Cisco ASDM User Guide, 6.1
Configuring QoS
Downloads: This chapterpdf (PDF - 145.0KB) The complete bookPDF (PDF - 14.84MB) | Feedback

Configuring QoS

Table Of Contents

Configuring QoS

QoS Overview

Supported QoS Features

What is a Token Bucket?

Policing Overview

Priority Queueing Overview

Traffic Shaping Overview

How QoS Features Interact

DSCP and DiffServ Preservation

Creating the Standard Priority Queue for an Interface 

Creating a Policy for Standard Priority Queueing and/or Policing

Creating a Policy for Traffic Shaping and Hierarchical Priority Queueing


Configuring QoS


Have you ever participated in a long-distance phone call that involved a satellite connection? The conversation might be interrupted with brief, but perceptible, gaps at odd intervals. Those gaps are the time, called the latency, between the arrival of packets being transmitted over the network. Some network traffic, such as voice and video, cannot tolerate long latency times. Quality of Service (QoS) is a feature that lets you give priority to critical traffic, prevent bandwidth hogging, and manage network bottlenecks to prevent packet drops.

[Dataset rows showing where objects appear]
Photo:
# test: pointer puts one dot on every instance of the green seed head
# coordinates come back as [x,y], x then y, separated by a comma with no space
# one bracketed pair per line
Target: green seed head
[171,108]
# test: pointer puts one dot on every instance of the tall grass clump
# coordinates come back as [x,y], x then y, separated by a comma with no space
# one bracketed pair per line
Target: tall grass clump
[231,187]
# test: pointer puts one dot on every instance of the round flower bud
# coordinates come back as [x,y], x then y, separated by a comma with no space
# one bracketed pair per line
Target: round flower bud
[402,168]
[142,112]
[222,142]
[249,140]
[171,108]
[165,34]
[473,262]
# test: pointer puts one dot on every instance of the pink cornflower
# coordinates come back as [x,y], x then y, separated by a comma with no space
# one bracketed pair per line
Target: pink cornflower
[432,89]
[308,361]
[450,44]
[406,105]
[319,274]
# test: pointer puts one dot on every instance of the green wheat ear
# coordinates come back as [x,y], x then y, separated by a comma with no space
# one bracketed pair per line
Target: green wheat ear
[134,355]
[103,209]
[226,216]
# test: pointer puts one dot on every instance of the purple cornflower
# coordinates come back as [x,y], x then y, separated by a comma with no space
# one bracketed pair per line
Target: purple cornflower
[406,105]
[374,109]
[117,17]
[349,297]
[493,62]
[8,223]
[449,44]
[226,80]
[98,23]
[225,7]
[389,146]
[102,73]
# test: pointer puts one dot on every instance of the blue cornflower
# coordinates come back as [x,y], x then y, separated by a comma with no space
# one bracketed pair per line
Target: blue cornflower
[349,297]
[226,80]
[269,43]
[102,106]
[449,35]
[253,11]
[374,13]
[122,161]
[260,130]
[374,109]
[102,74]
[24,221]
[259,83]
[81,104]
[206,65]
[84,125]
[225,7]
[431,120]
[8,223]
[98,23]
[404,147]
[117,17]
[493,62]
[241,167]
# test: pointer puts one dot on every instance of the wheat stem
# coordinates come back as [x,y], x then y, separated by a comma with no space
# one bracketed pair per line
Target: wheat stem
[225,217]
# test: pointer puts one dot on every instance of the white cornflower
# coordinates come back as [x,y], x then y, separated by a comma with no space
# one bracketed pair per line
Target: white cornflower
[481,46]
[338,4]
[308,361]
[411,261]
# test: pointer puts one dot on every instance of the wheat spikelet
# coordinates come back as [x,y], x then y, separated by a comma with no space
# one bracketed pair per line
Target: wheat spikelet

**Written exercise 1**
Answer these questions about the QoS guide:
(a) What version number does the guide's title give?
(b) What term does the guide use for the time between the arrival of packets sent over the network?
(c) Which two kinds of network traffic does the guide say cannot tolerate long latency?
**Written exercise 2**
In the entries, take the stretch from the line containing "the wheat stem" through the end of the entries and write it out again with "pointer" changed to "locator", leaving everything else the same.

**Response 1**
(a) 6.1
(b) Latency
(c) Voice and video

**Response 2**
# test: locator puts one dot on every instance of the wheat stem
# coordinates come back as [x,y], x then y, separated by a comma with no space
# one bracketed pair per line
Target: wheat stem
[225,217]
# test: locator puts one dot on every instance of the white cornflower
# coordinates come back as [x,y], x then y, separated by a comma with no space
# one bracketed pair per line
Target: white cornflower
[481,46]
[338,4]
[308,361]
[411,261]
# test: locator puts one dot on every instance of the wheat spikelet
# coordinates come back as [x,y], x then y, separated by a comma with no space
# one bracketed pair per line
Target: wheat spikelet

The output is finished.